■ **Directions for this task**: Format the lines of every entry below as a JSON list of strings, one string per line, with blank lines left out.

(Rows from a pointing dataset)
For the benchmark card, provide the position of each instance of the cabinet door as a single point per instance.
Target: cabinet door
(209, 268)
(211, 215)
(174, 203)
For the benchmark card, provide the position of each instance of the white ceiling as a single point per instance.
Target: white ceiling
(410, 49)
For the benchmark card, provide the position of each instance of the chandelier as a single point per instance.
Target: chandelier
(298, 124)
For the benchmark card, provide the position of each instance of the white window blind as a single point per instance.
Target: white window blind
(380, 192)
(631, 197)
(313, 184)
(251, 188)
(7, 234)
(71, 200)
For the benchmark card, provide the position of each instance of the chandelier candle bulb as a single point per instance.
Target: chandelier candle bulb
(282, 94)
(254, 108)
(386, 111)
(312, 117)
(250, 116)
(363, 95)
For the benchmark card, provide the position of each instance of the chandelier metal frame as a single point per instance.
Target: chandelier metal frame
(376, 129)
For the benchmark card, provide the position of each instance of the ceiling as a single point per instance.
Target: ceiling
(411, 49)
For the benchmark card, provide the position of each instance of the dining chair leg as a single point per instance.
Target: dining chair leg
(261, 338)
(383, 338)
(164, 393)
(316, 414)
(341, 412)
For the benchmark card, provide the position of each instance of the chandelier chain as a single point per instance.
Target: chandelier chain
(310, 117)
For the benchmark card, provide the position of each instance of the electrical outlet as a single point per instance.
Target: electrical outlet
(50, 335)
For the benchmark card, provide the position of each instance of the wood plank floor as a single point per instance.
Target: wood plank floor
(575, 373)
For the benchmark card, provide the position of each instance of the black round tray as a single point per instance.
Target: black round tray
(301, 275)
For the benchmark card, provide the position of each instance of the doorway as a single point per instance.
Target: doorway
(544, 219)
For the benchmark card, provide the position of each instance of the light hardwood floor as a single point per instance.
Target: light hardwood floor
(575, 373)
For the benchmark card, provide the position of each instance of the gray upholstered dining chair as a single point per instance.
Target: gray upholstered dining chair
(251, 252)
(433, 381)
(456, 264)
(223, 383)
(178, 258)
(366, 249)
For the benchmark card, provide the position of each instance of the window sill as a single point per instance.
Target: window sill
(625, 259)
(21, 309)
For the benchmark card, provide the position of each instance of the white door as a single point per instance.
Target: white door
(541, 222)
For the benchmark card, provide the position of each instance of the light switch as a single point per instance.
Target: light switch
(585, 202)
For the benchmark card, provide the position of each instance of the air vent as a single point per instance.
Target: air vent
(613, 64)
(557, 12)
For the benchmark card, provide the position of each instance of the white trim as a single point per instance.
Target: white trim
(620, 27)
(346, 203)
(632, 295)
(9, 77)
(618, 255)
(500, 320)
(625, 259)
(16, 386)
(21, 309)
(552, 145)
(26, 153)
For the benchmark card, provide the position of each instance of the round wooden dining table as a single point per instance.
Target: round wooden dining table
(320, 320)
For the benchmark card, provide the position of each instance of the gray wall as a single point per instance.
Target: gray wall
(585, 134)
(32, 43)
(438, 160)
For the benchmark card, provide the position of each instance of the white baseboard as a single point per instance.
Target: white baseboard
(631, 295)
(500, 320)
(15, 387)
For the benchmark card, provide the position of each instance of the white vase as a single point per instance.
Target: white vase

■ **Finished answer**:
[
  "For the benchmark card, provide the position of each instance of the cabinet door as a single point per instance.",
  "Target: cabinet door",
  "(209, 268)",
  "(211, 215)",
  "(174, 203)",
  "For the benchmark card, provide the position of each instance of the white ceiling as a single point per instance.",
  "Target: white ceiling",
  "(410, 49)",
  "For the benchmark card, provide the position of each instance of the chandelier as a single point per instance.",
  "Target: chandelier",
  "(298, 124)",
  "For the benchmark card, provide the position of each instance of the white window blind as a single point per instance.",
  "Target: white window blind",
  "(380, 192)",
  "(631, 197)",
  "(313, 184)",
  "(251, 188)",
  "(7, 234)",
  "(71, 200)",
  "For the benchmark card, provide the position of each instance of the chandelier candle bulb as a single point per instance.",
  "Target: chandelier candle bulb",
  "(282, 94)",
  "(254, 108)",
  "(386, 111)",
  "(312, 117)",
  "(250, 116)",
  "(363, 95)",
  "For the benchmark card, provide the position of each instance of the chandelier metal frame as a single point per instance.",
  "Target: chandelier metal frame",
  "(376, 129)",
  "For the benchmark card, provide the position of each instance of the ceiling as a single point per instance.",
  "Target: ceiling",
  "(411, 49)",
  "For the benchmark card, provide the position of each instance of the dining chair leg as a single point per instance.",
  "Target: dining chair leg",
  "(261, 338)",
  "(383, 338)",
  "(164, 393)",
  "(316, 414)",
  "(341, 412)",
  "For the benchmark card, provide the position of each instance of the chandelier chain as a single point per instance.",
  "Target: chandelier chain",
  "(310, 117)",
  "For the benchmark card, provide the position of each instance of the electrical outlet as a single point per instance.",
  "Target: electrical outlet",
  "(50, 335)",
  "For the benchmark card, provide the position of each instance of the wood plank floor as a single point per instance.",
  "Target: wood plank floor",
  "(575, 373)",
  "For the benchmark card, provide the position of each instance of the black round tray as a single point per instance.",
  "Target: black round tray",
  "(301, 275)",
  "For the benchmark card, provide the position of each instance of the doorway as a single point per instance.",
  "Target: doorway",
  "(544, 219)",
  "For the benchmark card, provide the position of each instance of the light hardwood floor as a single point per instance.",
  "Target: light hardwood floor",
  "(575, 373)",
  "For the benchmark card, provide the position of each instance of the gray upholstered dining chair as a single point per instance.",
  "Target: gray upholstered dining chair",
  "(251, 252)",
  "(433, 381)",
  "(456, 264)",
  "(223, 383)",
  "(178, 258)",
  "(366, 249)",
  "For the benchmark card, provide the position of each instance of the window sill as a single point per instance.",
  "Target: window sill",
  "(625, 259)",
  "(21, 309)",
  "For the benchmark card, provide the position of each instance of the white door as a single point per instance.",
  "Target: white door",
  "(541, 222)",
  "For the benchmark card, provide the position of each instance of the light switch as a single point per instance.",
  "Target: light switch",
  "(585, 202)",
  "For the benchmark card, provide the position of each instance of the air vent as a single point per instance.",
  "Target: air vent",
  "(613, 64)",
  "(557, 12)",
  "For the benchmark card, provide the position of each instance of the white trim as a single point per instance.",
  "Target: white trim",
  "(620, 27)",
  "(346, 203)",
  "(632, 295)",
  "(9, 77)",
  "(618, 255)",
  "(500, 320)",
  "(625, 259)",
  "(16, 386)",
  "(21, 309)",
  "(552, 145)",
  "(26, 153)",
  "For the benchmark card, provide the position of each instance of the round wooden dining table as a single point per instance.",
  "Target: round wooden dining table",
  "(320, 320)",
  "For the benchmark card, provide the position of each instance of the gray wall as a single point per instance.",
  "Target: gray wall",
  "(585, 134)",
  "(32, 43)",
  "(438, 160)",
  "For the benchmark card, provide the position of each instance of the white baseboard as a single point per instance.",
  "Target: white baseboard",
  "(631, 295)",
  "(500, 320)",
  "(15, 387)",
  "For the benchmark card, provide the position of each instance of the white vase as a single point per instance.",
  "Target: white vase"
]